• [Task to complete]: Everything from the line containing "I'd appreciate your help finding the metal cooking" through the last line of the data below should be given again exactly, both end lines included and nothing more.

• [Data for this exercise]:
________________________

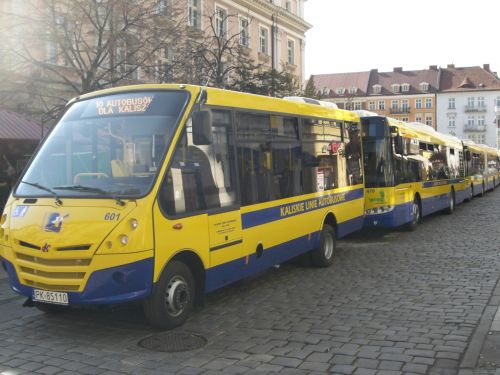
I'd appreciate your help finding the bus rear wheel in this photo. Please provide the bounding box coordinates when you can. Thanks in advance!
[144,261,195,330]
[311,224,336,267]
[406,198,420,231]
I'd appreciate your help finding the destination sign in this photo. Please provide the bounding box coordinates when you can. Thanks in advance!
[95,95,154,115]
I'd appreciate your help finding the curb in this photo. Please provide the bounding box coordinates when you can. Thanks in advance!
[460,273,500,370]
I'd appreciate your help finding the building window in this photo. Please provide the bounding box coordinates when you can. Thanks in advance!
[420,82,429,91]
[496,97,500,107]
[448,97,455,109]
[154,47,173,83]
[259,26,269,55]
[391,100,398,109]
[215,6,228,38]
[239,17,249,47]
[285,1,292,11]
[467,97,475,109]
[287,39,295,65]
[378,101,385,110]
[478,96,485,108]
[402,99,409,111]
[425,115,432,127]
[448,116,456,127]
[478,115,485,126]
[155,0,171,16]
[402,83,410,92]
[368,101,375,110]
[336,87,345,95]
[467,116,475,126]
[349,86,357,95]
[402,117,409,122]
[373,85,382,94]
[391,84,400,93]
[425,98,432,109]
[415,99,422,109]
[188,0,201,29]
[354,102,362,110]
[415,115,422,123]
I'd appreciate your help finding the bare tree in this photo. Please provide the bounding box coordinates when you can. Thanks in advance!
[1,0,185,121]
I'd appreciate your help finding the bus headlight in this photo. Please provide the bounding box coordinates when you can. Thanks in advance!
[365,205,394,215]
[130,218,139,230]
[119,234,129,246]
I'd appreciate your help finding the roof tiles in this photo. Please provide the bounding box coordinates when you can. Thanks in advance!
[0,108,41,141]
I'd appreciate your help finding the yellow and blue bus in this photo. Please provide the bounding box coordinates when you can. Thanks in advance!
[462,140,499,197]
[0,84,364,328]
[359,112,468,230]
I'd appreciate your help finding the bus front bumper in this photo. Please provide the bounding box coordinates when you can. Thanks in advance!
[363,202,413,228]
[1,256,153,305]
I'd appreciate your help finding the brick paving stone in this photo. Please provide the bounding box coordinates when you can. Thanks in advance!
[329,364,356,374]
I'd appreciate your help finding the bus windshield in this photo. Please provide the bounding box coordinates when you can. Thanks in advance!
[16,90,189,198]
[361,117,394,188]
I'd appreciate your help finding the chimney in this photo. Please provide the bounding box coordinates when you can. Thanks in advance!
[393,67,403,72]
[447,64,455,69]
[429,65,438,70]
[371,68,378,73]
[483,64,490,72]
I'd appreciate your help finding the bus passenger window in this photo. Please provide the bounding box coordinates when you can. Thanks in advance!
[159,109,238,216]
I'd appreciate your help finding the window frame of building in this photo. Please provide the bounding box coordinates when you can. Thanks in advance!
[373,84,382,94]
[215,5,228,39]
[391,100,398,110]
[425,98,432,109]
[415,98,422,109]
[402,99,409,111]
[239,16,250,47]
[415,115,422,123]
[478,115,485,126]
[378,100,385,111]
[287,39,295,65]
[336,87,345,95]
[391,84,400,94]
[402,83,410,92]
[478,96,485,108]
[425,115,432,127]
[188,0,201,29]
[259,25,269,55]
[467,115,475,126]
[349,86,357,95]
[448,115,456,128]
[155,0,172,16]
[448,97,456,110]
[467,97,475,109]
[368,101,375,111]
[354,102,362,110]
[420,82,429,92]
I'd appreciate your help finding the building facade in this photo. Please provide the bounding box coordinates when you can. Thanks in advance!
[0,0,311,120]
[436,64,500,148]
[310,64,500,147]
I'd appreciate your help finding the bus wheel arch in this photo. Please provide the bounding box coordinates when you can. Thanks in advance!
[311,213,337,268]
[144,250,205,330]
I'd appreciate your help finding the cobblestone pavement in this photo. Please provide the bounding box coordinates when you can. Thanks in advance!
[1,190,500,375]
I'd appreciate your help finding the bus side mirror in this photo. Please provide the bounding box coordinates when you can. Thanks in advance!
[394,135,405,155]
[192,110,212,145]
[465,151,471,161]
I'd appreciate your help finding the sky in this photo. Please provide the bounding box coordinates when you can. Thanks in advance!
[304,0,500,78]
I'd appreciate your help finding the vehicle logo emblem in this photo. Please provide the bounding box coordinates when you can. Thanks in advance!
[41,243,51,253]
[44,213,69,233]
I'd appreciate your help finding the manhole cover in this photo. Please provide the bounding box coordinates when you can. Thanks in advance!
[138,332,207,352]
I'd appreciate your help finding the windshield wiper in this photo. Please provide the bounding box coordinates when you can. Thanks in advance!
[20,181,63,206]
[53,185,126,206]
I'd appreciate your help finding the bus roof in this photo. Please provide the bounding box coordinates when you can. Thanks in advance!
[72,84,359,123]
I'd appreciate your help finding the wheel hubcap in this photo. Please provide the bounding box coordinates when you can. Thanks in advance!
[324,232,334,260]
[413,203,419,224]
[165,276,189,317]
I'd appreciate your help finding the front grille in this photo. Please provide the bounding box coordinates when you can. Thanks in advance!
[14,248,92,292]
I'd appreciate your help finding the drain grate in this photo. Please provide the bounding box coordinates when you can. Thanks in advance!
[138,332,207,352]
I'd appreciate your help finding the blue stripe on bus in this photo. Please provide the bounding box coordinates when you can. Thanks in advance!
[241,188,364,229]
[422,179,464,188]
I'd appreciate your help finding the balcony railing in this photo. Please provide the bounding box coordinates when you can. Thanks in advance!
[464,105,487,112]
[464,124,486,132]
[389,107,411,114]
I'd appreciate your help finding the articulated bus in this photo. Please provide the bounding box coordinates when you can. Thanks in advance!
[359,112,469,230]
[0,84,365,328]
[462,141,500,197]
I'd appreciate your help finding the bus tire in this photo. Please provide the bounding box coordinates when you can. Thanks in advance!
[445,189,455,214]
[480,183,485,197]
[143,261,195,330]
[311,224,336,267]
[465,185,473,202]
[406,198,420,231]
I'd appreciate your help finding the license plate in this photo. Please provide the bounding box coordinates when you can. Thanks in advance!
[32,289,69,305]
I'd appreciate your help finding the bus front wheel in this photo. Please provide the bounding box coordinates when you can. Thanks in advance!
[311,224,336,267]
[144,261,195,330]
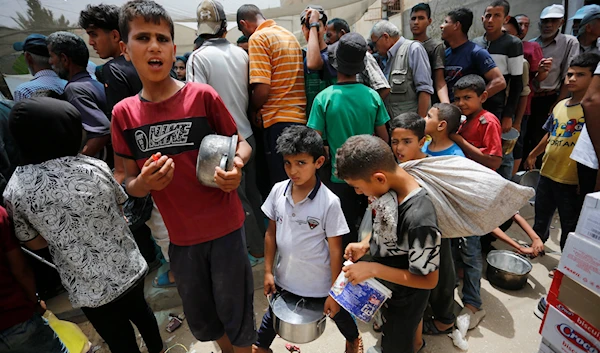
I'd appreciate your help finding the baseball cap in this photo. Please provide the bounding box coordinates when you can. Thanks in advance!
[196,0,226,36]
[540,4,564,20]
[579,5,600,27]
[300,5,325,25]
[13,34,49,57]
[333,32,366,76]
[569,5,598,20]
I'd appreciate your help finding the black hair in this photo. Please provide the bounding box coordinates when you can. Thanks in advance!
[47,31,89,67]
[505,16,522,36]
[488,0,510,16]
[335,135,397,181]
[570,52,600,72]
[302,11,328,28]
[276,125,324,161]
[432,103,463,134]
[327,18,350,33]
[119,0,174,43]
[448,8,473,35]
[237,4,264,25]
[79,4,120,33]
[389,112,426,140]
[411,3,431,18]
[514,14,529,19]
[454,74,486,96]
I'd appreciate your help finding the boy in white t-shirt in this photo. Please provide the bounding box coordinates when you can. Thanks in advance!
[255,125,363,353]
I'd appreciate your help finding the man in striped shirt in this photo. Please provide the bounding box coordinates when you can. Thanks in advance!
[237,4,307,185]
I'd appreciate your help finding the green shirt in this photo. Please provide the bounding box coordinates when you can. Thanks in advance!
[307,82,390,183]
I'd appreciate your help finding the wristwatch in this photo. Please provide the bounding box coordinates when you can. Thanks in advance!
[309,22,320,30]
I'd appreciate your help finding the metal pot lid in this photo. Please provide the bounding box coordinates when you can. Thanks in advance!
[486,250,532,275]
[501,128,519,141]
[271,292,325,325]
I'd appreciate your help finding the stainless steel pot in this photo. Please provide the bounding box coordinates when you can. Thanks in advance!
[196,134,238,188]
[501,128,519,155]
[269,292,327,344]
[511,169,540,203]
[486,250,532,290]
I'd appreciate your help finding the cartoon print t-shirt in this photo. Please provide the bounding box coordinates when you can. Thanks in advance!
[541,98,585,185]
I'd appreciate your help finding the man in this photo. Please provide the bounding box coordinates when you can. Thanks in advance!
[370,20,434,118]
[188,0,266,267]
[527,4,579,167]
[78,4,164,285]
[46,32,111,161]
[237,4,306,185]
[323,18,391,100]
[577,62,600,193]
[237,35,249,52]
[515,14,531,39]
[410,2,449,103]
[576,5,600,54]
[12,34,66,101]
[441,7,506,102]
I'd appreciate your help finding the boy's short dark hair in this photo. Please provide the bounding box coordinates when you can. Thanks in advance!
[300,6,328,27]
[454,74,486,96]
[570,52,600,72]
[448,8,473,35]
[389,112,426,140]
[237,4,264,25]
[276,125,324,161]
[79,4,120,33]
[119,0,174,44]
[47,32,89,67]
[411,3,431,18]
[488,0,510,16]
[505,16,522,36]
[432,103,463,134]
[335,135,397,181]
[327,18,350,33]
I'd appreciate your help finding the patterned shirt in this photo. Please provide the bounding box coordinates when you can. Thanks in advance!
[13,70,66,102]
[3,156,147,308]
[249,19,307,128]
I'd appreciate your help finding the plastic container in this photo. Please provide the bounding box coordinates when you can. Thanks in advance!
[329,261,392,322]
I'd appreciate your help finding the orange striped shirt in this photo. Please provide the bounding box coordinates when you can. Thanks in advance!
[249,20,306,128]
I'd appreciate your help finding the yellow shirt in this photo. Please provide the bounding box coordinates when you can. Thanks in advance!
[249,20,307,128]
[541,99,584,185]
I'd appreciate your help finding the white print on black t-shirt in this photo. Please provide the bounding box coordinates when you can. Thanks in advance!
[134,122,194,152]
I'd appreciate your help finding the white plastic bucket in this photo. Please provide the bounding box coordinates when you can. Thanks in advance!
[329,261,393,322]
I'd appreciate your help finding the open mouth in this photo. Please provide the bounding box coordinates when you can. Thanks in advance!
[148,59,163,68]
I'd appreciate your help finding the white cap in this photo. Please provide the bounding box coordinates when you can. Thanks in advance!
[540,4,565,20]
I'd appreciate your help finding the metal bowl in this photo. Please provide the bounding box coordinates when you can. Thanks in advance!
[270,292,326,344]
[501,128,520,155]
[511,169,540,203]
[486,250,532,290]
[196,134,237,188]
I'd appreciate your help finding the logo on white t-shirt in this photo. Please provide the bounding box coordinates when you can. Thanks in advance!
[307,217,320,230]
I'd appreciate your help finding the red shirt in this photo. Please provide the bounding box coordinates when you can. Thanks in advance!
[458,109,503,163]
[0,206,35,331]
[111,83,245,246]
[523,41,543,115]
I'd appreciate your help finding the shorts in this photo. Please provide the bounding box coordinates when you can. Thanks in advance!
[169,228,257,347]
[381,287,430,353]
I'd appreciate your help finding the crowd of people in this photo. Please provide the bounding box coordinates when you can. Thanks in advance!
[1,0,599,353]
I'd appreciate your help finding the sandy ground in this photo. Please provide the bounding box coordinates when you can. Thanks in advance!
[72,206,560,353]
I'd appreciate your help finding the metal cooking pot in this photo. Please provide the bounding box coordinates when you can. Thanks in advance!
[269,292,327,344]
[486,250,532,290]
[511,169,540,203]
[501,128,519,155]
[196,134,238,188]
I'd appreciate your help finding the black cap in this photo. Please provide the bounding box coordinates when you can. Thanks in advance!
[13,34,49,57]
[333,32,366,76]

________________________

• [Exercise result]:
I'd appreciate your help finding the metal cooking pot in this photo. Please provide the bounding box coordinates when you can. Thanks in advance!
[269,292,327,344]
[486,250,532,290]
[511,169,540,203]
[501,128,519,155]
[196,134,238,188]
I'd appreciate your help finding the black cap in this photo. Please provide the bounding box coordinates when you can. Thanks in advance!
[13,34,49,57]
[333,32,366,76]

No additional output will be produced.